**Task requirements**
State how many lines in the entries below contain the string "background", counting only exact-case matches. Reply with the number alone.

**Excerpted records**

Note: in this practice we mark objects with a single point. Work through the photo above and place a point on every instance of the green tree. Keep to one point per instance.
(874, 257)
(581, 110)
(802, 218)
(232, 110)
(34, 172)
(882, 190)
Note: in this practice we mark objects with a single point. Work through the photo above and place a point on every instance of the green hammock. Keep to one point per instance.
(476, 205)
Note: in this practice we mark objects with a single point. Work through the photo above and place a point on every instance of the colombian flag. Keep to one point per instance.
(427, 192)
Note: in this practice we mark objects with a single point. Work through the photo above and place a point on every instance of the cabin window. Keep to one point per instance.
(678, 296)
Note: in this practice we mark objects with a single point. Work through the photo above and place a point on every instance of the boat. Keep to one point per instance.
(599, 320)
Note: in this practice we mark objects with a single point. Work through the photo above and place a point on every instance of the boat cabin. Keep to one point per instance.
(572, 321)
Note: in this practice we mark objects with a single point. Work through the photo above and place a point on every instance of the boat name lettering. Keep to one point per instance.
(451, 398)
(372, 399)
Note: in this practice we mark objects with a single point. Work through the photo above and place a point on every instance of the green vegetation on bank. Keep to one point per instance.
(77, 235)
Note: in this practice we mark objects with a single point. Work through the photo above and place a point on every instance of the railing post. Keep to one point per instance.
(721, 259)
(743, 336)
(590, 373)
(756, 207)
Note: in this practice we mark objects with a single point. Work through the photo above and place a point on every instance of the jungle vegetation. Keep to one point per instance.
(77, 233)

...

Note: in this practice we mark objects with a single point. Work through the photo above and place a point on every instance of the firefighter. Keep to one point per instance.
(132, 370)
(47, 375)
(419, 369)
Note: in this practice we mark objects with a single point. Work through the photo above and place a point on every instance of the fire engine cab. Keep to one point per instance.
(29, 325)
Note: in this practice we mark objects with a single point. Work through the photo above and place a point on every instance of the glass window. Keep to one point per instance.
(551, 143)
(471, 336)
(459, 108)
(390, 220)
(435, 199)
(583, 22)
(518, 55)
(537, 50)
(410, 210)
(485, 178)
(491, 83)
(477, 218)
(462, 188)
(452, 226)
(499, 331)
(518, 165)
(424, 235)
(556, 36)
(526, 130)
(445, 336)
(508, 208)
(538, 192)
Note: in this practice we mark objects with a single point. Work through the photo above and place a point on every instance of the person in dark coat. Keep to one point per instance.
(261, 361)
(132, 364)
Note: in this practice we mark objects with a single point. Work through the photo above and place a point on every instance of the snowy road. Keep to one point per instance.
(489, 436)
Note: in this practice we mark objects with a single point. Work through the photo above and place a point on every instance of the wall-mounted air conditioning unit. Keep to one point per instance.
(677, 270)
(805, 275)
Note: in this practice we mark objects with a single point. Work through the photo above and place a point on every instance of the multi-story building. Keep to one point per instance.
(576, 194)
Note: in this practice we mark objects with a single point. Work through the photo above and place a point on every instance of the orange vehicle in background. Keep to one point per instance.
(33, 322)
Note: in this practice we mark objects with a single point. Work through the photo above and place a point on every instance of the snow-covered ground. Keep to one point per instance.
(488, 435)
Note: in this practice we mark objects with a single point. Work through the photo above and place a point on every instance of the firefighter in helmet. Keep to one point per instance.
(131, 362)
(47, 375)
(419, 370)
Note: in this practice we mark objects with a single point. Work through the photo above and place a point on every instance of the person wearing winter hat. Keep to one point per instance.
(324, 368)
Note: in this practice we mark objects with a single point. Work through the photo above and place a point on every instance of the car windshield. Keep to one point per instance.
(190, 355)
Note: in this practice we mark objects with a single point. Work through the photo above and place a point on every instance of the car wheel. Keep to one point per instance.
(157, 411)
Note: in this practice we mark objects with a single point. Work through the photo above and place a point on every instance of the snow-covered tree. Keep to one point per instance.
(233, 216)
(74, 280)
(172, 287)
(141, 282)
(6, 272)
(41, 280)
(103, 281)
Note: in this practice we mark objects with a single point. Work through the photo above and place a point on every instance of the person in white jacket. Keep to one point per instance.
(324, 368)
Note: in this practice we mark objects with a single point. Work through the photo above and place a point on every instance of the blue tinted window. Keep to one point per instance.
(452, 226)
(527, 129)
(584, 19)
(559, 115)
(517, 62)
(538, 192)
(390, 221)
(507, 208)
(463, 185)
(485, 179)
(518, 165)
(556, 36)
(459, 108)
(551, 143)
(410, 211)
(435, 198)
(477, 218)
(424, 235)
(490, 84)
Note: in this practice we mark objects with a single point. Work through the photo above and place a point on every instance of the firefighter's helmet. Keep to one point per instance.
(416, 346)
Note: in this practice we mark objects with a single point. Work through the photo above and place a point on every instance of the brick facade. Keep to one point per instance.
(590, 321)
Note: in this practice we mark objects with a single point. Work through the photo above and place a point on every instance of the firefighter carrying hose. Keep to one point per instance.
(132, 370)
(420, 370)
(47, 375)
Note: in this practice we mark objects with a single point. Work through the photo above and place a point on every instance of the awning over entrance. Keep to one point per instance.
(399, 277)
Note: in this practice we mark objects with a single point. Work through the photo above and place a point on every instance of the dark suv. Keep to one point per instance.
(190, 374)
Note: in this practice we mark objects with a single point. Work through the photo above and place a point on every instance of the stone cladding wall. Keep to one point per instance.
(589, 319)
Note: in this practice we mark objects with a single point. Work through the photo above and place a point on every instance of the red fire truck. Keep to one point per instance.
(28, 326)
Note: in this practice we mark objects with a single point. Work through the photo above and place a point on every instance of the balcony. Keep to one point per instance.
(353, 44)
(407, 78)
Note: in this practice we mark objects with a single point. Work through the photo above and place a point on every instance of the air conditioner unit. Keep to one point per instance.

---

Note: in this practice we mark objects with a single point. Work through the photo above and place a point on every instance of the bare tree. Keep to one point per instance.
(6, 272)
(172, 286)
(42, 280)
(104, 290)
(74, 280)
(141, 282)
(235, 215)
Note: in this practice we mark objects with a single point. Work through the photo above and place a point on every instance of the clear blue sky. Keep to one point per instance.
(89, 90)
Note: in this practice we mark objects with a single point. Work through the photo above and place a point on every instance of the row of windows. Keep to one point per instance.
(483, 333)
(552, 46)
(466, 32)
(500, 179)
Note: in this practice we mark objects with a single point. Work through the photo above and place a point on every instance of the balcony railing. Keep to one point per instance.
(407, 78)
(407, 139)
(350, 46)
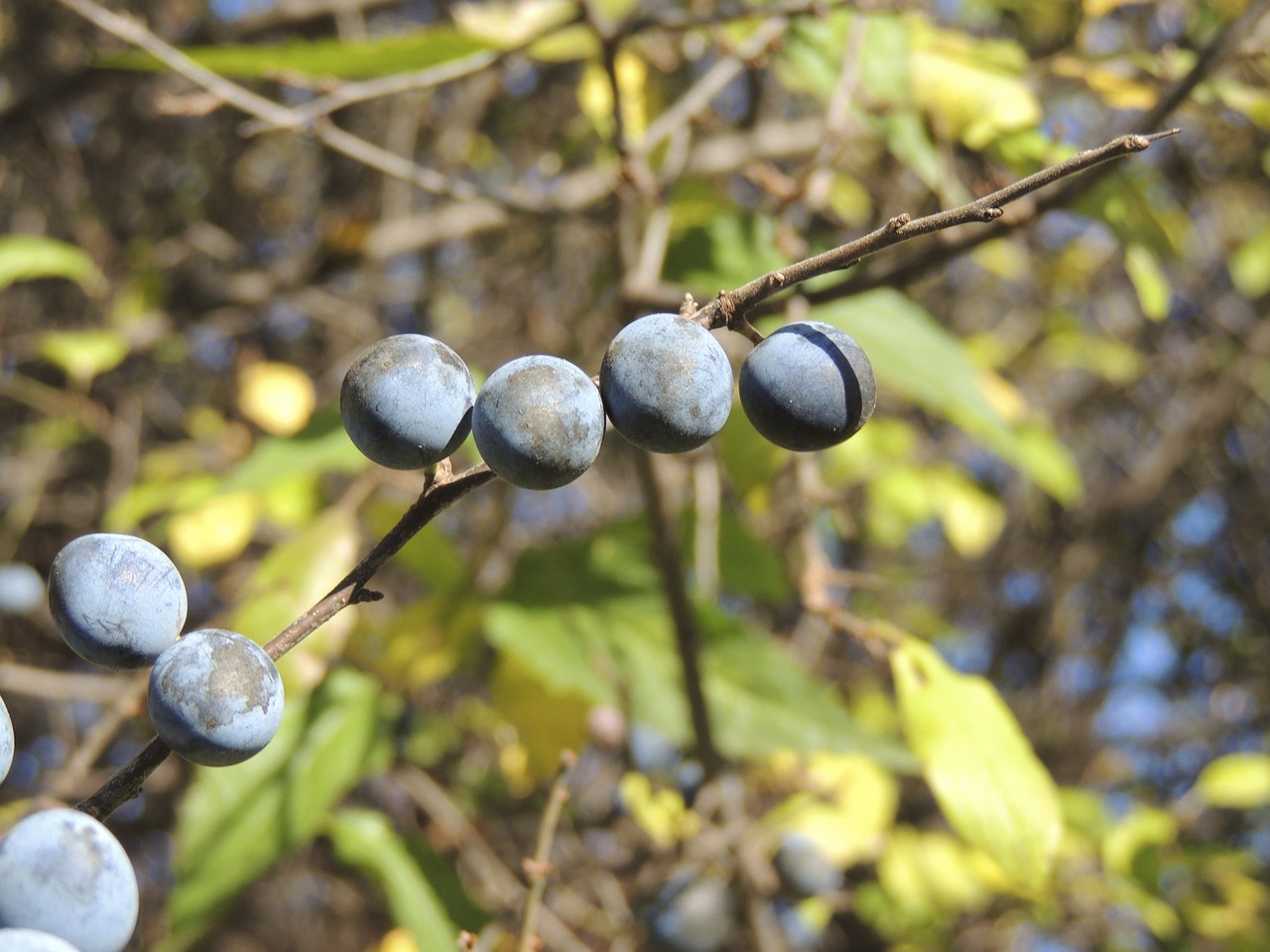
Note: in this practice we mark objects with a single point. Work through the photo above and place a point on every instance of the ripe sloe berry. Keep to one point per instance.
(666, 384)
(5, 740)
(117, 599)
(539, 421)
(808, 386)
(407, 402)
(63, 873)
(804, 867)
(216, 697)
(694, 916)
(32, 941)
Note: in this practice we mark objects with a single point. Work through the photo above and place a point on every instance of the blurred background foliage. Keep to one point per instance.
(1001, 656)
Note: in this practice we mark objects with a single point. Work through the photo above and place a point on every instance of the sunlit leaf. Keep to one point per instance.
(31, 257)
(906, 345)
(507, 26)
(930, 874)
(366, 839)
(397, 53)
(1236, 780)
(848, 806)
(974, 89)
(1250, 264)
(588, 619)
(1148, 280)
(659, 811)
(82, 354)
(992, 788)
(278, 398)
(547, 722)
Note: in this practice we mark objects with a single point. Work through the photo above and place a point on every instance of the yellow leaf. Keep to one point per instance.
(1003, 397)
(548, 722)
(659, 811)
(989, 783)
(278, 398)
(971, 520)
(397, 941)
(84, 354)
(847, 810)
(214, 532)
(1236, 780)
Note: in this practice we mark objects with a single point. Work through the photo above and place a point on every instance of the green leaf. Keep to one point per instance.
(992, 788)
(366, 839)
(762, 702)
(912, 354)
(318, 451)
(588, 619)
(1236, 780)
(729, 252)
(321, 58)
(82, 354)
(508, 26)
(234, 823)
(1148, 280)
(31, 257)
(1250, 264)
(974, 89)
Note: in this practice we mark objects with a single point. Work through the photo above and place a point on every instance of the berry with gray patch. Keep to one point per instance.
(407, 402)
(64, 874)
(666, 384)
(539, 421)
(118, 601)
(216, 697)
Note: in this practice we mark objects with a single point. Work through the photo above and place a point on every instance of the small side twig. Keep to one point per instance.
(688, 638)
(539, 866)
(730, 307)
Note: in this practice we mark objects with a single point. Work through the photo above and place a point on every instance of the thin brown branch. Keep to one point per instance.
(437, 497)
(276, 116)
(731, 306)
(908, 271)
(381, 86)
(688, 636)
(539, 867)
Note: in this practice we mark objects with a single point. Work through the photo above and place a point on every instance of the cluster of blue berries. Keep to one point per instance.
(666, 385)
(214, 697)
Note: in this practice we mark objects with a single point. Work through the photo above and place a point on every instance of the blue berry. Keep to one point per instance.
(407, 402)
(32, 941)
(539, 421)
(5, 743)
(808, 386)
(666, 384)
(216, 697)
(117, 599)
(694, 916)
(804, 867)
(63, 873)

**Solution**
2